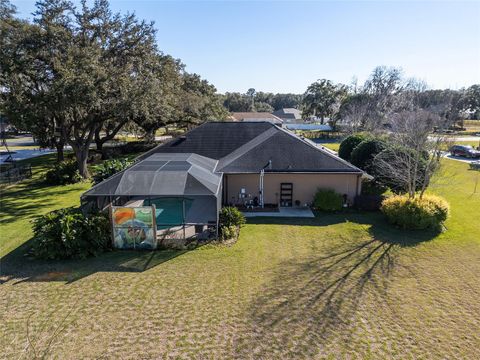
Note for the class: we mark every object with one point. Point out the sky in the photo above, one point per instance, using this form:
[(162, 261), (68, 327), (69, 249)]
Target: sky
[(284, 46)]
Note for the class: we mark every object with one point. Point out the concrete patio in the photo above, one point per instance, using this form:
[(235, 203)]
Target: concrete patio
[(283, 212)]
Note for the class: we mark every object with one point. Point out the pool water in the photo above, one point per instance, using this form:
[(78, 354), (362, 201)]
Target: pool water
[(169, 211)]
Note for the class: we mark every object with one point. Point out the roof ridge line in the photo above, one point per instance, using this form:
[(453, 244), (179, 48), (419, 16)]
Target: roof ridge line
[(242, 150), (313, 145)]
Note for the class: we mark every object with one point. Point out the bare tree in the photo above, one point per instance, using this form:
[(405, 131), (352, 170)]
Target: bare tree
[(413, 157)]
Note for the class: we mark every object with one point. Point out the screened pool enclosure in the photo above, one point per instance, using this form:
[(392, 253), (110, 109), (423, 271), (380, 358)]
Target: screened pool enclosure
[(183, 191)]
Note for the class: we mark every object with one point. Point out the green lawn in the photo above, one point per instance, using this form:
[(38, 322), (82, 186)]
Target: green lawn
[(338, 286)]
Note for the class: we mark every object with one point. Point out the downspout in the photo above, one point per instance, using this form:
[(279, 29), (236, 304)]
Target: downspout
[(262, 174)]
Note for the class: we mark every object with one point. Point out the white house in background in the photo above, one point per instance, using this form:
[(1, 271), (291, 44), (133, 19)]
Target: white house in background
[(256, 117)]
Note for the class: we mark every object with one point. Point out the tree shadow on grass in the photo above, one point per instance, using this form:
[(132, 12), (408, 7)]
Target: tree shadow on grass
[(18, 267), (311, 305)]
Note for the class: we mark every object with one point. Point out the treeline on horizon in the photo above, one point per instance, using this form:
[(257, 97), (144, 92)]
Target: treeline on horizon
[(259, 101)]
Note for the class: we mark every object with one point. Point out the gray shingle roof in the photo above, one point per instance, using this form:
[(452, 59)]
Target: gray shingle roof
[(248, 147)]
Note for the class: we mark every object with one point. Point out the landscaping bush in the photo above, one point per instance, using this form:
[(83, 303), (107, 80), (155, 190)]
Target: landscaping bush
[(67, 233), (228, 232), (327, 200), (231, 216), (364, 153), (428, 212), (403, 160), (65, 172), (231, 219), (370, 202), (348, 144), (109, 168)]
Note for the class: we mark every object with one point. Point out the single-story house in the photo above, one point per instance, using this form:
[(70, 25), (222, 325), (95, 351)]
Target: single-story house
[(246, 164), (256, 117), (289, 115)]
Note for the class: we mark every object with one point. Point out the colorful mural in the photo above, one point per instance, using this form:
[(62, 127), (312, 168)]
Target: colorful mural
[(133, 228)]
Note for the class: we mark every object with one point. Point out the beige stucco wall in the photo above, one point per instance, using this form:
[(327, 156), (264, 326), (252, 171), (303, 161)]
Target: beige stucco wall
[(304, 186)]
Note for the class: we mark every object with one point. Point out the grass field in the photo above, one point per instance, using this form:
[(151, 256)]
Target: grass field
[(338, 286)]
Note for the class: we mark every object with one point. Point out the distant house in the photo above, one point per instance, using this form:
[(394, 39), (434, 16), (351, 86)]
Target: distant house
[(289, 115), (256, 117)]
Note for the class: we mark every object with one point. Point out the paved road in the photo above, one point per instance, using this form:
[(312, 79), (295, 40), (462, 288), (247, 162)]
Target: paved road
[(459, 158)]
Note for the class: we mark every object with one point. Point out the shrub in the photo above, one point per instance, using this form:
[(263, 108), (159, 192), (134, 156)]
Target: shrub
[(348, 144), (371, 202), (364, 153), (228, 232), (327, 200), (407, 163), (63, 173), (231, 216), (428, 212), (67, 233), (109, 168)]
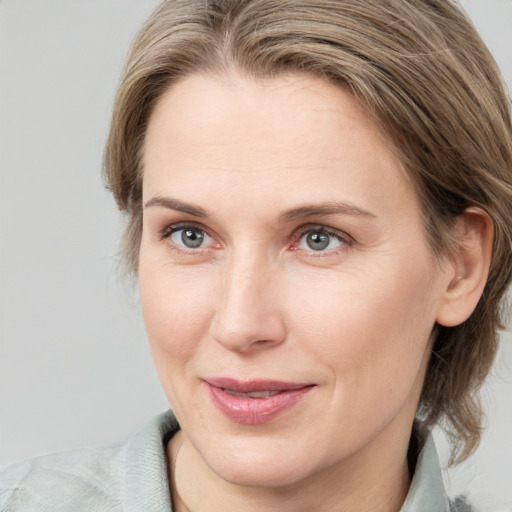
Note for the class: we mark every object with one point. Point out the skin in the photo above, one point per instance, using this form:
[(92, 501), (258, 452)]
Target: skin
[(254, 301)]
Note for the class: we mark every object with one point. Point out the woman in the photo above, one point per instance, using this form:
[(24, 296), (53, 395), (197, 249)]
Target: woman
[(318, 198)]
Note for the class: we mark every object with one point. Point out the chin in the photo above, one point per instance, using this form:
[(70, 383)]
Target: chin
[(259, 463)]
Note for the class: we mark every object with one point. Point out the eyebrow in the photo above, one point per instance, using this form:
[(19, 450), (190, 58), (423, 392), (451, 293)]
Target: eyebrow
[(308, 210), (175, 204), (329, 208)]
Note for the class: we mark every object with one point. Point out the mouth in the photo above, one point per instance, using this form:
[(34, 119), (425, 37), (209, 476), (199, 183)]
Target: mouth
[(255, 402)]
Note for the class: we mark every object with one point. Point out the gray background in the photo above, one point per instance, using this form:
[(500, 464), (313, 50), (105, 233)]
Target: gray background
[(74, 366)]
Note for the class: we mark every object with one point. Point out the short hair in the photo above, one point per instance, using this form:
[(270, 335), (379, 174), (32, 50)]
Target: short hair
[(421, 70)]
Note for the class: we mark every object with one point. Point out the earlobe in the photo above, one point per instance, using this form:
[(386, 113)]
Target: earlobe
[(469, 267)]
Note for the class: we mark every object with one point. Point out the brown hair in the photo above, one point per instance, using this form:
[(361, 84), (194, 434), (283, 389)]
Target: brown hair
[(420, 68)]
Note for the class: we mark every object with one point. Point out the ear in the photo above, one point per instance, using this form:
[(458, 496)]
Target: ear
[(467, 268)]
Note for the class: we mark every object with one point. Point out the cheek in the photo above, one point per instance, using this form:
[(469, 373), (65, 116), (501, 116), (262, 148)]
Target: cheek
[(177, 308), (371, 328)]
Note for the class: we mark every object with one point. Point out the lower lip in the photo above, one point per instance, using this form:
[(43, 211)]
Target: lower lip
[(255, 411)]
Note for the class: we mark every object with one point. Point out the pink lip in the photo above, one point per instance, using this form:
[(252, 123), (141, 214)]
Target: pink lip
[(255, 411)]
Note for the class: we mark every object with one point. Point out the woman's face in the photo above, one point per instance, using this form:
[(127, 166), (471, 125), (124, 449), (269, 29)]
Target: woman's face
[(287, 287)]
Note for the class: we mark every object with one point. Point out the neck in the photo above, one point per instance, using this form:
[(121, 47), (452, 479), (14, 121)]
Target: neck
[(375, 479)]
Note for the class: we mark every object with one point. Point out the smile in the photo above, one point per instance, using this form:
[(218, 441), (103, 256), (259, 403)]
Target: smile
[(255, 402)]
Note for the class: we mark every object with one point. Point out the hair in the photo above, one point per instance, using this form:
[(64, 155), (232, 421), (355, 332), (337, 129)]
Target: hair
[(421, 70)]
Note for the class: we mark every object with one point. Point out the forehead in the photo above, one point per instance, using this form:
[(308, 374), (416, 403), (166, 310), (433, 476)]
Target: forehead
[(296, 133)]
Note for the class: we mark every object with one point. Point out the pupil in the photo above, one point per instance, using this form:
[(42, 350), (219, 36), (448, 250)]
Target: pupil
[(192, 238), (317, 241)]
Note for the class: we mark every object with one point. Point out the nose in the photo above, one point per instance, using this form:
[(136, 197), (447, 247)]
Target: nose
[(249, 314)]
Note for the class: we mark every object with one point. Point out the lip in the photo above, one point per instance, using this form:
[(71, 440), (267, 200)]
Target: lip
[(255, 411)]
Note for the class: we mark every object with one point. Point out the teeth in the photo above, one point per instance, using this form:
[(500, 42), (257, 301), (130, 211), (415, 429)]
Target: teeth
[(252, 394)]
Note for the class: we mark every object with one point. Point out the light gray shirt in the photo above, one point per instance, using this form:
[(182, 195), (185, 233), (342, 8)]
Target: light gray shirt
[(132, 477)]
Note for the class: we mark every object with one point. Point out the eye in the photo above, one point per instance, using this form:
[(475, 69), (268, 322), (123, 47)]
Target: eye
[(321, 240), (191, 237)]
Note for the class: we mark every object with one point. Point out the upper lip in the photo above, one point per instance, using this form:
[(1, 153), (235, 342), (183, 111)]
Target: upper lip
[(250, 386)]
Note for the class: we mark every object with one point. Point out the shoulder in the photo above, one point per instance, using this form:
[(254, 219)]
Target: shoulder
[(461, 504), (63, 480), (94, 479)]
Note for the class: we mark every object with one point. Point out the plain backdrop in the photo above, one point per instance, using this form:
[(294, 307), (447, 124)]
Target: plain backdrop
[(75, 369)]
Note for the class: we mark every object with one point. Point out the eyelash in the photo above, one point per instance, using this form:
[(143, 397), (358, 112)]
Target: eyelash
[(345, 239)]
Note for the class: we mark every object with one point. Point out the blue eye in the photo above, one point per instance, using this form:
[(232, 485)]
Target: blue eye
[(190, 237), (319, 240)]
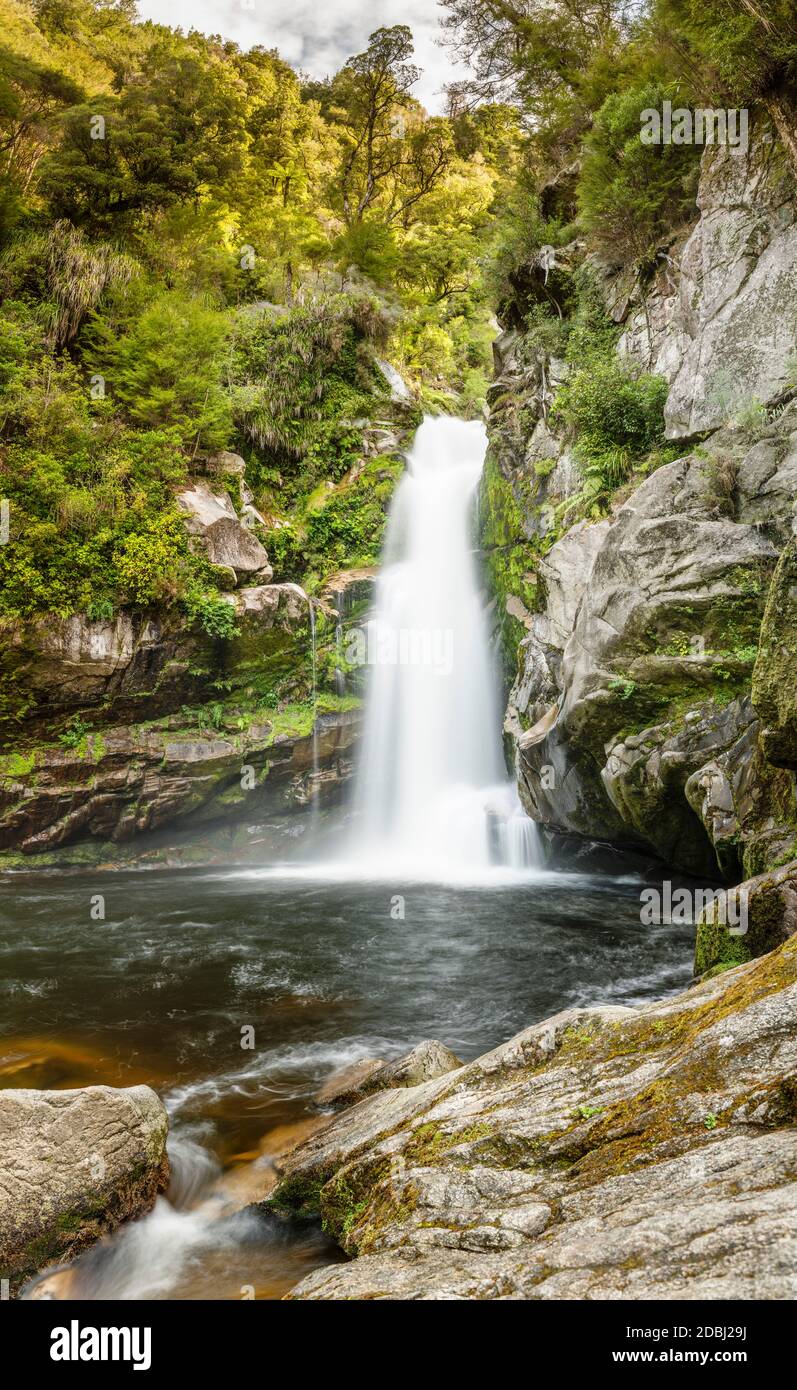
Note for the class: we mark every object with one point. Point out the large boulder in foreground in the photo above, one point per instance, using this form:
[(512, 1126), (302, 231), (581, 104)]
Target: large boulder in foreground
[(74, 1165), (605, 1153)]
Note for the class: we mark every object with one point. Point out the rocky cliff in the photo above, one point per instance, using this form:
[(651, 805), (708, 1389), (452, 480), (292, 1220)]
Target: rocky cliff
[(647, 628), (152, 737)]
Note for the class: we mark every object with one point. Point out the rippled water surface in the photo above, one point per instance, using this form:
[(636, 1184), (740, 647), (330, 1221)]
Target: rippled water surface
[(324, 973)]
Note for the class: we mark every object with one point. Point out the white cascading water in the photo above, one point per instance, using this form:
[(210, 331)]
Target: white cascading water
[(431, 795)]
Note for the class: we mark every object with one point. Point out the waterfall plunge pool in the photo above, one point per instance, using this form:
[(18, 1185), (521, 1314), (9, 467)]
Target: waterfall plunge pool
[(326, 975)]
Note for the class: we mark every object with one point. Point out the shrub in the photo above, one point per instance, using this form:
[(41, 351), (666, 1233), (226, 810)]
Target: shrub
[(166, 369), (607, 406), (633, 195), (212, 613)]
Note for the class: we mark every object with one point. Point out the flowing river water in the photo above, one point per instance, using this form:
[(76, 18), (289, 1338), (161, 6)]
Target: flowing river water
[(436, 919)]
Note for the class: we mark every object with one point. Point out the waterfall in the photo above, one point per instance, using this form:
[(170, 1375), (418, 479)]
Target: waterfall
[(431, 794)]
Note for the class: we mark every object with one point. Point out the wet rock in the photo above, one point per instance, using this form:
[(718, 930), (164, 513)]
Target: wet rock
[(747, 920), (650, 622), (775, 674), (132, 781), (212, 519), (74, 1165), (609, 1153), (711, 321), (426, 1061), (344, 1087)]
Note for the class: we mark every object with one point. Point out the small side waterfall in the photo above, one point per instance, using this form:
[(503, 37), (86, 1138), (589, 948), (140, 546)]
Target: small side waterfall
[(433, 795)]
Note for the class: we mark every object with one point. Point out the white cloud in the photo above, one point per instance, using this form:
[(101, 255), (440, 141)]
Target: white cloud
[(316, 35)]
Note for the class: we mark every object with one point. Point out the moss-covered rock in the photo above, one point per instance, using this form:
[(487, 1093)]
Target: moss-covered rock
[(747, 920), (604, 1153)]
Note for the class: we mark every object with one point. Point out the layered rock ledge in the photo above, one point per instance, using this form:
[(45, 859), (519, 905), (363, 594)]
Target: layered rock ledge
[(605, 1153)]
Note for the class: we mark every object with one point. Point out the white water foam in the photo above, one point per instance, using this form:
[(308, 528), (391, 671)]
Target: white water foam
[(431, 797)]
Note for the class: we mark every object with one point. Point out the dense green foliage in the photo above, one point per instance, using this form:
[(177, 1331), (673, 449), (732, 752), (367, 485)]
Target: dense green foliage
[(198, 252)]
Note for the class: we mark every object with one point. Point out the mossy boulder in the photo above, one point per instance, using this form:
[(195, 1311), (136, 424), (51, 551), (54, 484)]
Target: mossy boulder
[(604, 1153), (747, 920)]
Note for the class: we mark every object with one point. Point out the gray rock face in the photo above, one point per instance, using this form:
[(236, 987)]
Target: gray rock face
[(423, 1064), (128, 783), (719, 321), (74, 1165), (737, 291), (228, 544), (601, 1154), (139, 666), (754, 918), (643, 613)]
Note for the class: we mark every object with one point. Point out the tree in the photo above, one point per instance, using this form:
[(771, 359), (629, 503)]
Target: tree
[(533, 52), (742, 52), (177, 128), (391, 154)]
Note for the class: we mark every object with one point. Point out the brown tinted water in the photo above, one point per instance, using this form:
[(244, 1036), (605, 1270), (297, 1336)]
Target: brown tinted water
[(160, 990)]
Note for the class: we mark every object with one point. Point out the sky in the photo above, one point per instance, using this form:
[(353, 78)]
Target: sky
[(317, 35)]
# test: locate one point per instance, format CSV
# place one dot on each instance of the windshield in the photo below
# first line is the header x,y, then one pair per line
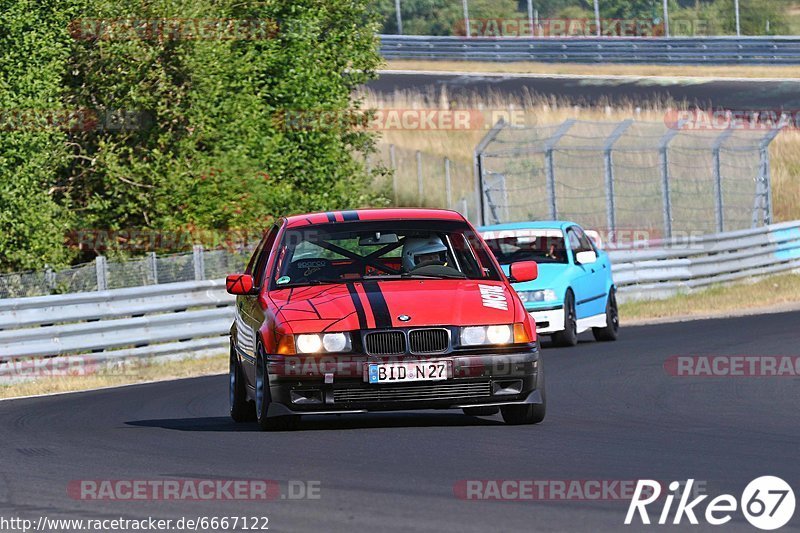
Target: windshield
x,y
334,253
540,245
☆ ☆ ☆ ☆ ☆
What to do: Above are the records; repeat exactly the lines from the one holding "[(651, 805), (708, 1389), (452, 480), (292, 1220)]" down to the one holding "[(636, 1184), (740, 647), (330, 1221)]", end lines included.

Exercise solution:
[(651, 805), (708, 1389), (452, 480), (292, 1220)]
Target: rocky cliff
[(647, 628), (152, 737)]
Note for the class: we mark every object with one point. Point out the rippled water surface in the photo above, one point per instance, using this form:
[(636, 1184), (740, 647), (330, 1221)]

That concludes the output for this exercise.